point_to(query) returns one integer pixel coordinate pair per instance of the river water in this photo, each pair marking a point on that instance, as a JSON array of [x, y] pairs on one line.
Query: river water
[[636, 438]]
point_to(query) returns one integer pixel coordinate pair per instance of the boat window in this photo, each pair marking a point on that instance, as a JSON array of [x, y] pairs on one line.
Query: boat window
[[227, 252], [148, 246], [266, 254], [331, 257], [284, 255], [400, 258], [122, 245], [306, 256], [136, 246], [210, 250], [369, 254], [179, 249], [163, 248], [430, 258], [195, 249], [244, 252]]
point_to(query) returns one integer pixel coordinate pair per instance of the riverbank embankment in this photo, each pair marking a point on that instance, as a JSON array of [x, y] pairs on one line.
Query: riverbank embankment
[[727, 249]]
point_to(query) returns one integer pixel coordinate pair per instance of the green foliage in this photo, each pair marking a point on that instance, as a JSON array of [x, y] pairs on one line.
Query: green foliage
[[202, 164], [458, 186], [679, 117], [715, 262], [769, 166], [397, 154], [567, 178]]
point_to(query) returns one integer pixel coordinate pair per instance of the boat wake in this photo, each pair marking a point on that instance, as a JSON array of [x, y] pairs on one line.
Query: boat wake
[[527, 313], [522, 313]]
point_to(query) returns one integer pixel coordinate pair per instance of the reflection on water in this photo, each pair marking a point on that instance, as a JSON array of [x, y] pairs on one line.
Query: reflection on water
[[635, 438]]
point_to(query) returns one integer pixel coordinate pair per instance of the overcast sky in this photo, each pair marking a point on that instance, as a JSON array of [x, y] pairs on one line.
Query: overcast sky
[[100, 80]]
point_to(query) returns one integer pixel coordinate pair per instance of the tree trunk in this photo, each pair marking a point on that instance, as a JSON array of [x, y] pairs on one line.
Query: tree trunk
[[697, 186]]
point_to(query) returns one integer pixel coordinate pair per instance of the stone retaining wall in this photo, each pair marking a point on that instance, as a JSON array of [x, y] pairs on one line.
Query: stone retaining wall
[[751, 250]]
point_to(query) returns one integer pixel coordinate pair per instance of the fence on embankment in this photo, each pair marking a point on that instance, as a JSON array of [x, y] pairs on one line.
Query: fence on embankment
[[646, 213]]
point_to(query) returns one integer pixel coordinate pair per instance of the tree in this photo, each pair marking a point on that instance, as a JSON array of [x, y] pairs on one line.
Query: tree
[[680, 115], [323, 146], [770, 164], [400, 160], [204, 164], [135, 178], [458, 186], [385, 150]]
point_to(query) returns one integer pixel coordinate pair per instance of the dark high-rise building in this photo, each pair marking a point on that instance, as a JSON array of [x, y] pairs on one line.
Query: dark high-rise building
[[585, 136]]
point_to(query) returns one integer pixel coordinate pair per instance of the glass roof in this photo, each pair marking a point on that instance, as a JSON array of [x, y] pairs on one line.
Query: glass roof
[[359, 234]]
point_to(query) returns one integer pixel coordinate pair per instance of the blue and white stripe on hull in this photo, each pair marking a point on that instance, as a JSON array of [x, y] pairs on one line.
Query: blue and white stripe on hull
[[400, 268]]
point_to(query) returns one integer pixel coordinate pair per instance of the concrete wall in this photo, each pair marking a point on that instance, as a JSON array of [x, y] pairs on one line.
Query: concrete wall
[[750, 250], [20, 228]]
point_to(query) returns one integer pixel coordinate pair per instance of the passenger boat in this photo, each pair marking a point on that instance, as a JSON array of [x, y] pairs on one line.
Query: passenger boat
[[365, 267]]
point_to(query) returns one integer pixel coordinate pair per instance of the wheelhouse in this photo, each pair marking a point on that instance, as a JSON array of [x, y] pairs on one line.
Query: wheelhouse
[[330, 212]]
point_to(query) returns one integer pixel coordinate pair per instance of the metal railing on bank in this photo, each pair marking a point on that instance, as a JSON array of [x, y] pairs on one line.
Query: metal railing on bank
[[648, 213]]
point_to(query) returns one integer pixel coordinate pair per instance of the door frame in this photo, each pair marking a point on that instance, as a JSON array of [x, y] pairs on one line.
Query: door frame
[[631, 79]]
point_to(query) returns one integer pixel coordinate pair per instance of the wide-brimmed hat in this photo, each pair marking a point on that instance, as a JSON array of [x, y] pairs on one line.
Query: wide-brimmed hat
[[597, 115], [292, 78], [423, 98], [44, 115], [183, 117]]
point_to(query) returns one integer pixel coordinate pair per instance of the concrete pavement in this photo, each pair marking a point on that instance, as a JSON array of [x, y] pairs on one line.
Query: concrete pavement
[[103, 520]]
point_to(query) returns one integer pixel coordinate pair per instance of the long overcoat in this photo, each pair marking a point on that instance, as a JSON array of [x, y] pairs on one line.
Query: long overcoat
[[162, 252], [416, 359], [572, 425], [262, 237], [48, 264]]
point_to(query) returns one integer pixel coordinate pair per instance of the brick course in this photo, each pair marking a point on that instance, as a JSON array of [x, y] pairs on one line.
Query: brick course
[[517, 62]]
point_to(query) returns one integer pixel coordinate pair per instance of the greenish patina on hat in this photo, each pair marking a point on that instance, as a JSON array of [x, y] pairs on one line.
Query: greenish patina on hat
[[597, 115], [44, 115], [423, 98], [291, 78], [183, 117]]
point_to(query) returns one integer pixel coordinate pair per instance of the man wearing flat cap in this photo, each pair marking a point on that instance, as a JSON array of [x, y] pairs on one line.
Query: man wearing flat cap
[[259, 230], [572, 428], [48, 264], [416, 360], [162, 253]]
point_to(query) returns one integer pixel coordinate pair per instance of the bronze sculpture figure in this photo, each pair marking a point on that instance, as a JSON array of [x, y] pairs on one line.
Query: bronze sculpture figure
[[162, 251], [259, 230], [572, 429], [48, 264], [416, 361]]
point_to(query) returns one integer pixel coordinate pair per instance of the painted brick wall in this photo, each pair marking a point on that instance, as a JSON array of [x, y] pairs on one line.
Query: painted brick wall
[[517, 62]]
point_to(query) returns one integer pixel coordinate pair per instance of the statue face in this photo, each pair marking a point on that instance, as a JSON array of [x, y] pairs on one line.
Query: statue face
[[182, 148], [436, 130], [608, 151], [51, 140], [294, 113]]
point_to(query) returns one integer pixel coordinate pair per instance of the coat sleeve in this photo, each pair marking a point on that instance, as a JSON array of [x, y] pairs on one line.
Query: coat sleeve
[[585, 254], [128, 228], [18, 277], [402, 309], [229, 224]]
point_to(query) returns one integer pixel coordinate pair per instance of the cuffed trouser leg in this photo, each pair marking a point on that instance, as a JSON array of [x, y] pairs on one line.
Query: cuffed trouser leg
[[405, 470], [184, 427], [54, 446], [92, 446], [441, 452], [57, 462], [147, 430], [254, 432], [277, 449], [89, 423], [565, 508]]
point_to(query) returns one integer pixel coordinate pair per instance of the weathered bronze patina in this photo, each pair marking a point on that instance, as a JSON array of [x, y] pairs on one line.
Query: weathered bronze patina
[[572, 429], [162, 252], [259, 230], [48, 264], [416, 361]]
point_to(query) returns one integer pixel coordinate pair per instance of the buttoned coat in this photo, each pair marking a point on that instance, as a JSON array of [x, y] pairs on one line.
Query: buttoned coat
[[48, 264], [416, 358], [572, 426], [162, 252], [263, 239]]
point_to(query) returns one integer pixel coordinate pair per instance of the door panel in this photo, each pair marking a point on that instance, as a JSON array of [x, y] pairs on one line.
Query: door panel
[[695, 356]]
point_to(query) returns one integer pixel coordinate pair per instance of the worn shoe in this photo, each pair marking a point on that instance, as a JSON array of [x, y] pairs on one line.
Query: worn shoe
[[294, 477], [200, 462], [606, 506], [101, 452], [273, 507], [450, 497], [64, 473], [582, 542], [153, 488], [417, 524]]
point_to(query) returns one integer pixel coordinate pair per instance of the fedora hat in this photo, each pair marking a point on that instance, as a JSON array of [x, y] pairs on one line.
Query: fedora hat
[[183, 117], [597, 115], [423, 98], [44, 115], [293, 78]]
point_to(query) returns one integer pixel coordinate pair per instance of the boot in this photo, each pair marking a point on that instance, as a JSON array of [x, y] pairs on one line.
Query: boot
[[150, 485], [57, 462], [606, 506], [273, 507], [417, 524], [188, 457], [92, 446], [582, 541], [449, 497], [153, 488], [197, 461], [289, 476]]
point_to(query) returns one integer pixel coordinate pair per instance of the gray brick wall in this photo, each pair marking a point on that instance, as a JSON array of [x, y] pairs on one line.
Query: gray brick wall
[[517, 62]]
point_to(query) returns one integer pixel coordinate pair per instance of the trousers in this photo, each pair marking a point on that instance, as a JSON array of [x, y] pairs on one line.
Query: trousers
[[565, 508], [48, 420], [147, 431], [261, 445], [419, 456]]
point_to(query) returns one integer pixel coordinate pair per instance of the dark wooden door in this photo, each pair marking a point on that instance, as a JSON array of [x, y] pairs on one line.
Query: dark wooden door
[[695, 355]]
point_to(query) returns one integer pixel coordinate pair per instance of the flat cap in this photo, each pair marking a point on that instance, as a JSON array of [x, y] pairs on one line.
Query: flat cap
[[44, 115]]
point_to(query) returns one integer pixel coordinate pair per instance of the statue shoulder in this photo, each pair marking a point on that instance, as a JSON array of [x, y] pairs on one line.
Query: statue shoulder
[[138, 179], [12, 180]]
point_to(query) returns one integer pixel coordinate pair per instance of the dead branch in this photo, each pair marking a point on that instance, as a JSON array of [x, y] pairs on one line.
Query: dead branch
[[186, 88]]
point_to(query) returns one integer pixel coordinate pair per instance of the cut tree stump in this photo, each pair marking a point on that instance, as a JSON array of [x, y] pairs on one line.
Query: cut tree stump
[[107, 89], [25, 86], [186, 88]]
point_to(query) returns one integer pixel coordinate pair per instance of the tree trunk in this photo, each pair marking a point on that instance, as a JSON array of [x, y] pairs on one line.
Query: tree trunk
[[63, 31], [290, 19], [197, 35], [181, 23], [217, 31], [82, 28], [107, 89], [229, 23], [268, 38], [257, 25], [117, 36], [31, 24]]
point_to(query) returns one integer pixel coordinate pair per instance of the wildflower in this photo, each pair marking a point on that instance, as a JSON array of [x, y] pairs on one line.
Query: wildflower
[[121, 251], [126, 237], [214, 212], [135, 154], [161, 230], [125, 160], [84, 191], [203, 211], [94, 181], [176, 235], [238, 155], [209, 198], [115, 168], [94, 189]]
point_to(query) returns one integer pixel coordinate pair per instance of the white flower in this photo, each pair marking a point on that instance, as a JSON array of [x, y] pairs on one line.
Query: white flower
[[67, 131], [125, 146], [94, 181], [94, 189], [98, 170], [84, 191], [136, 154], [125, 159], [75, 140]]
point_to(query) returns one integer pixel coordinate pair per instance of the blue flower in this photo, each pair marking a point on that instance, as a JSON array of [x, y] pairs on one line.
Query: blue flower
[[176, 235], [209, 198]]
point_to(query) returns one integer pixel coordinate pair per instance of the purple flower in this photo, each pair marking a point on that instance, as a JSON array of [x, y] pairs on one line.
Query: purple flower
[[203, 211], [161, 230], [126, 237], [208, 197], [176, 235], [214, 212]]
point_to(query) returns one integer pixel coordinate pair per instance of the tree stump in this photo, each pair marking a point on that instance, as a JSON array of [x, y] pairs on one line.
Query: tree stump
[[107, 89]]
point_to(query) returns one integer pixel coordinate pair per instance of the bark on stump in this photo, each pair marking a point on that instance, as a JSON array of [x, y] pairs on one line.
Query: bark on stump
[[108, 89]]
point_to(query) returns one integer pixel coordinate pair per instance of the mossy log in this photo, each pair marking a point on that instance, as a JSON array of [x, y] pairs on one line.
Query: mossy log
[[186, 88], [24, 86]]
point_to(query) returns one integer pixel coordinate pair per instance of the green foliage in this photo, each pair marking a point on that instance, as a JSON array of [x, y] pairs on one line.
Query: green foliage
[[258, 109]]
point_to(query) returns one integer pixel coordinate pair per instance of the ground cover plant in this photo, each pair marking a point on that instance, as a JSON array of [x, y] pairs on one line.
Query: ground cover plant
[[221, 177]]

> _Work to complete_:
Update the lines from the one containing "the tree in" through the one containing "[[400, 268]]" by replacing "instance" with "occurrence" and leaving all else unchanged. Return only those lines.

> _Solution to this exercise_:
point_to(query) returns one integer pixel coordinate pair per occurrence of the tree in this photo, each pair marking a point on that occurrence, as a JSON array of [x, y] pairs on one line.
Query: tree
[[680, 115], [323, 146], [770, 164], [400, 160], [204, 164], [135, 178], [458, 186], [385, 150]]
point_to(query) returns one integer pixel coordinate pair per occurrence of the dark high-rise building in this photo, each pair marking a point on that occurrence, as a JSON array of [x, y] pairs on one line.
Query: dark high-rise building
[[585, 136]]
point_to(query) returns one integer pixel coordinate pair per occurrence of the glass roof in this photo, each pair marking a point on that occurrence, as a JSON array of [x, y] pairs on one line.
Query: glass roof
[[359, 234]]
point_to(query) returns one integer pixel coordinate pair per occurrence of the blue and white stripe on hull in this photo, each pair marking a point on that occurrence, as a JSON array of [x, y] pairs on one line.
Query: blue and white stripe on hull
[[400, 268]]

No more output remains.